• Source passage:
The Children’s Act (2005) defines neglect as “a failure in the exercise of parental responsibilities to provide for the basic physical, intellectual, emotional or social needs” of the child.
The United National Committee on the Rights of the Child (2011) provides a slightly more detailed definition, noting that neglect involves the "failure to meet children’s physical and psychological needs, protect them from danger, or obtain medical, birth registration or other services when those responsible for children’s care have the means, knowledge and access to services to do so" .
Neglect is distinguished from circumstances of poverty in that neglect occurs only in cases where reasonable resources are available to the family or caregiver; that is, where a parent or caregiver is in a position to meet a child's need but fails to do so.
The forms of neglect described in the 2016 Optimus study are all types of physical neglect. The proportion of adolescents (12%) reporting experiences of neglect in the study appears low, but few studies have been conducted on child neglect in low and middle-income countries and so there is little against which to compare these findings.

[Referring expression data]
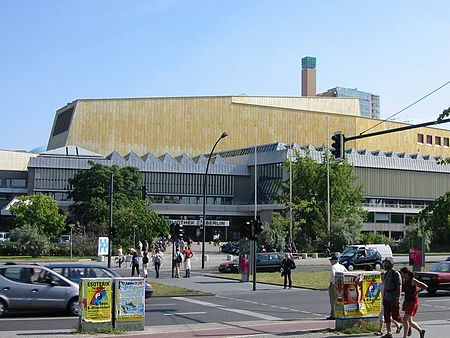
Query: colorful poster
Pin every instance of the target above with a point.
(355, 293)
(130, 299)
(96, 299)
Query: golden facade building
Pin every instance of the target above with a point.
(191, 125)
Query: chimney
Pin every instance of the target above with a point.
(309, 76)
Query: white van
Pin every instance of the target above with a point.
(384, 249)
(4, 236)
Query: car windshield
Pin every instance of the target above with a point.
(350, 251)
(441, 267)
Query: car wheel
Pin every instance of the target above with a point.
(431, 291)
(3, 308)
(74, 307)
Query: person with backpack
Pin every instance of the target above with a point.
(287, 265)
(391, 296)
(145, 264)
(135, 264)
(157, 261)
(187, 253)
(178, 259)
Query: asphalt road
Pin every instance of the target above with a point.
(233, 302)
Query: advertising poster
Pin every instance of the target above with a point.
(355, 293)
(130, 299)
(96, 299)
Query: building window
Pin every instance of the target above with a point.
(437, 141)
(420, 138)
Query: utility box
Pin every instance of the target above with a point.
(129, 309)
(96, 304)
(355, 292)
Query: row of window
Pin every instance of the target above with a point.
(389, 217)
(428, 139)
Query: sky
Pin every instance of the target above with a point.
(54, 52)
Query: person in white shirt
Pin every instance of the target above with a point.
(335, 267)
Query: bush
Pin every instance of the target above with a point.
(29, 241)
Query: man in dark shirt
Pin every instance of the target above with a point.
(391, 297)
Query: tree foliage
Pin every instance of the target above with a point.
(40, 212)
(309, 191)
(91, 190)
(436, 218)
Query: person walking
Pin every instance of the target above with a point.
(145, 264)
(120, 255)
(157, 261)
(177, 259)
(134, 263)
(391, 299)
(379, 292)
(287, 264)
(335, 267)
(411, 287)
(187, 253)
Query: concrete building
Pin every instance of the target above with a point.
(396, 186)
(369, 103)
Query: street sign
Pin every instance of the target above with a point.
(103, 243)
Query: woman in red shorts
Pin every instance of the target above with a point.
(411, 287)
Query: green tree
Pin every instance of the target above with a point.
(436, 219)
(30, 241)
(40, 212)
(309, 191)
(91, 189)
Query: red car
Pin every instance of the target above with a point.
(438, 278)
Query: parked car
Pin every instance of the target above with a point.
(438, 278)
(76, 271)
(27, 287)
(361, 257)
(265, 262)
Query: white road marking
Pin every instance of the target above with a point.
(184, 313)
(240, 311)
(251, 314)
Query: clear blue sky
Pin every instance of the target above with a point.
(54, 52)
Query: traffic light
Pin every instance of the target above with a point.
(258, 226)
(338, 145)
(246, 230)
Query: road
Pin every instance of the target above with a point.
(233, 302)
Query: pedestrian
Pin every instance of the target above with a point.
(120, 255)
(287, 264)
(379, 292)
(411, 287)
(187, 253)
(157, 261)
(391, 296)
(335, 267)
(177, 260)
(145, 264)
(134, 263)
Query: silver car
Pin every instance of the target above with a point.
(27, 287)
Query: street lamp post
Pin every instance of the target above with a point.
(134, 235)
(205, 176)
(71, 225)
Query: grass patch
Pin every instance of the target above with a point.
(311, 279)
(163, 290)
(361, 327)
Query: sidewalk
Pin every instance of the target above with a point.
(273, 329)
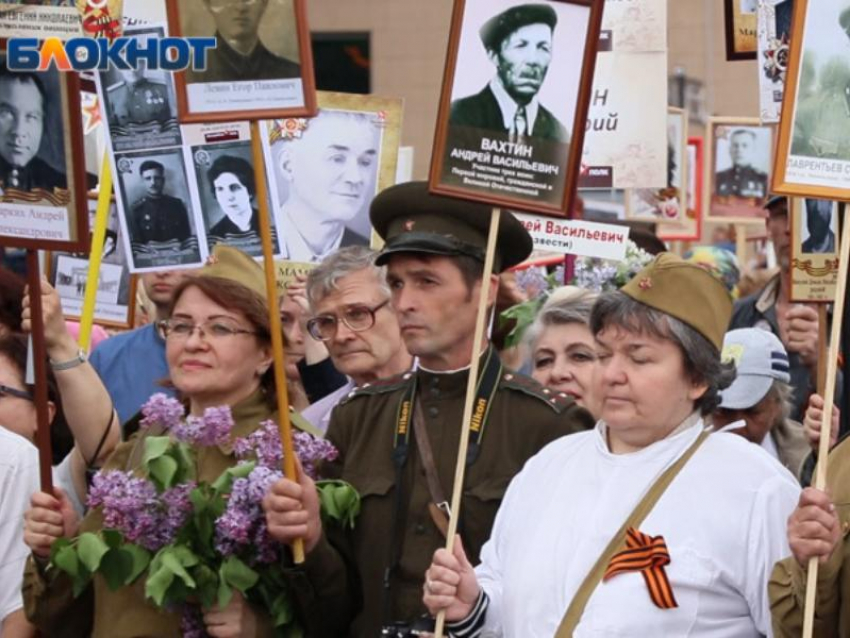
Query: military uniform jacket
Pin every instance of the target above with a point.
(36, 174)
(159, 219)
(224, 64)
(482, 111)
(742, 181)
(787, 587)
(139, 103)
(523, 418)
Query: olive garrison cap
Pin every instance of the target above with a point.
(499, 27)
(685, 291)
(412, 220)
(227, 262)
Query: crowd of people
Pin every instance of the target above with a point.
(638, 460)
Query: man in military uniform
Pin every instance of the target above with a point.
(519, 43)
(434, 253)
(239, 55)
(138, 100)
(156, 216)
(742, 179)
(23, 110)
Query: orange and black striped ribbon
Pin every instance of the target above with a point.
(647, 555)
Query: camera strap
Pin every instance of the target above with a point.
(488, 383)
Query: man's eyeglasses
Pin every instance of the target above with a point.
(357, 318)
(211, 330)
(14, 392)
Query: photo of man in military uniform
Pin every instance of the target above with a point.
(157, 217)
(23, 116)
(518, 42)
(240, 54)
(743, 179)
(138, 100)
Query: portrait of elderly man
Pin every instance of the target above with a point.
(23, 115)
(743, 178)
(518, 42)
(239, 54)
(818, 221)
(156, 216)
(330, 174)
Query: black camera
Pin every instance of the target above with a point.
(419, 627)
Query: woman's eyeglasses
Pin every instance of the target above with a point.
(357, 318)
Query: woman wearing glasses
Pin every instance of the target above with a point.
(218, 349)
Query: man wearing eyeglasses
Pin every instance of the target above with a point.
(239, 55)
(398, 437)
(352, 316)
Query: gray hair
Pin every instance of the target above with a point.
(323, 279)
(701, 357)
(565, 305)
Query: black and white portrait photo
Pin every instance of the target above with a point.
(156, 207)
(740, 173)
(227, 192)
(513, 101)
(68, 273)
(139, 103)
(30, 108)
(818, 226)
(256, 64)
(326, 177)
(42, 161)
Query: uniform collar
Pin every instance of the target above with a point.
(509, 107)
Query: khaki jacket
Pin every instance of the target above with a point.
(787, 587)
(523, 418)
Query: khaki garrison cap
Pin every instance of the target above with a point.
(685, 291)
(412, 220)
(227, 262)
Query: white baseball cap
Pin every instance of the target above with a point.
(759, 358)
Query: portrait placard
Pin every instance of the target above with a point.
(666, 204)
(42, 165)
(157, 216)
(261, 67)
(689, 226)
(514, 102)
(116, 289)
(774, 36)
(139, 104)
(813, 153)
(324, 171)
(738, 169)
(637, 26)
(625, 147)
(741, 22)
(814, 249)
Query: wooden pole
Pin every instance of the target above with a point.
(39, 353)
(472, 382)
(98, 233)
(274, 320)
(828, 398)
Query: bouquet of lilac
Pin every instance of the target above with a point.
(197, 542)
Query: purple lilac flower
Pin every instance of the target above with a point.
(192, 622)
(163, 410)
(132, 506)
(264, 445)
(243, 523)
(213, 428)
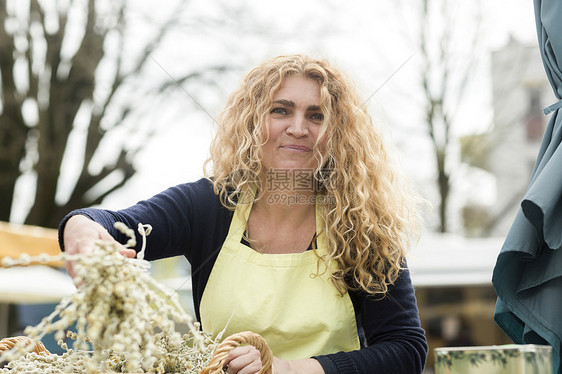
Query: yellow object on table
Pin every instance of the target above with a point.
(499, 359)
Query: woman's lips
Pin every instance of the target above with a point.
(296, 148)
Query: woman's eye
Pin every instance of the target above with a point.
(317, 116)
(279, 111)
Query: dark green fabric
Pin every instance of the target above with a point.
(528, 273)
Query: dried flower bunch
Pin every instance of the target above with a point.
(125, 320)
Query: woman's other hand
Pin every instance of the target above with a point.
(80, 234)
(244, 360)
(247, 360)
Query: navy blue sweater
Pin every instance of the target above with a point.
(189, 220)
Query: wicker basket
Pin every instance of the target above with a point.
(217, 361)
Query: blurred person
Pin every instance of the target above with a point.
(300, 228)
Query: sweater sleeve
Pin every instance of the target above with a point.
(170, 213)
(396, 343)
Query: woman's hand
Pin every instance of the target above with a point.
(247, 360)
(244, 360)
(80, 234)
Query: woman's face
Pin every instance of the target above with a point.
(295, 121)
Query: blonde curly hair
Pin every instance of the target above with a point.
(369, 211)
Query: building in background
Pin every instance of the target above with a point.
(520, 91)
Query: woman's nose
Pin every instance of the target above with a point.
(298, 127)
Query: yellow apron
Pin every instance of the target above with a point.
(277, 296)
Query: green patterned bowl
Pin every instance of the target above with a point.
(498, 359)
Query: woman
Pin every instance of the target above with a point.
(299, 232)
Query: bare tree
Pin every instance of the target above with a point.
(57, 72)
(448, 54)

• Task 1:
Transcribe the child neglect passage between "Neglect is distinguished" and "fails to do so.", inclusive.
• Task 2:
Using the child neglect passage, answer the following:
(a) Which piece of legislation, and from what year, defines neglect as a failure in the exercise of parental responsibilities?
(b) What percentage of adolescents in the 2016 Optimus study reported experiences of neglect?
(c) What type of neglect were all the forms described in the 2016 Optimus study?
• Task 3:
Resume the child neglect passage after its final sentence.

• Output 1:
Neglect is distinguished from circumstances of poverty in that neglect occurs only in cases where reasonable resources are available to the family or caregiver; that is, where a parent or caregiver is in a position to meet a child's need but fails to do so.

• Output 2:
(a) The Children's Act (2005)
(b) 12%
(c) Physical neglect

• Output 3:
Child neglect is an area that has received less attention than other forms of violence, in part because of the difficulties involved in defining and measuring neglect across cultures and different socio-economic contexts. It is generally recognised that a key aspect of neglect is not simply the failure to meet the needs of a child, but that this failure occurs despite the parent or caregiver being in a position to meet these needs. In this way, parents living in poverty who are unable to provide for their children because of financial or other constraints are not defined as neglectful.
However, this can be difficult to differentiate in practice, which in turn impacts on estimates of prevalence. For example, a recent study on child abuse victimisation in South Africa using a multi-community sample did not include childhood neglect "due to high poverty within the sample, which made distinction between neglectful behaviour and poverty-related inability to provide diffcult".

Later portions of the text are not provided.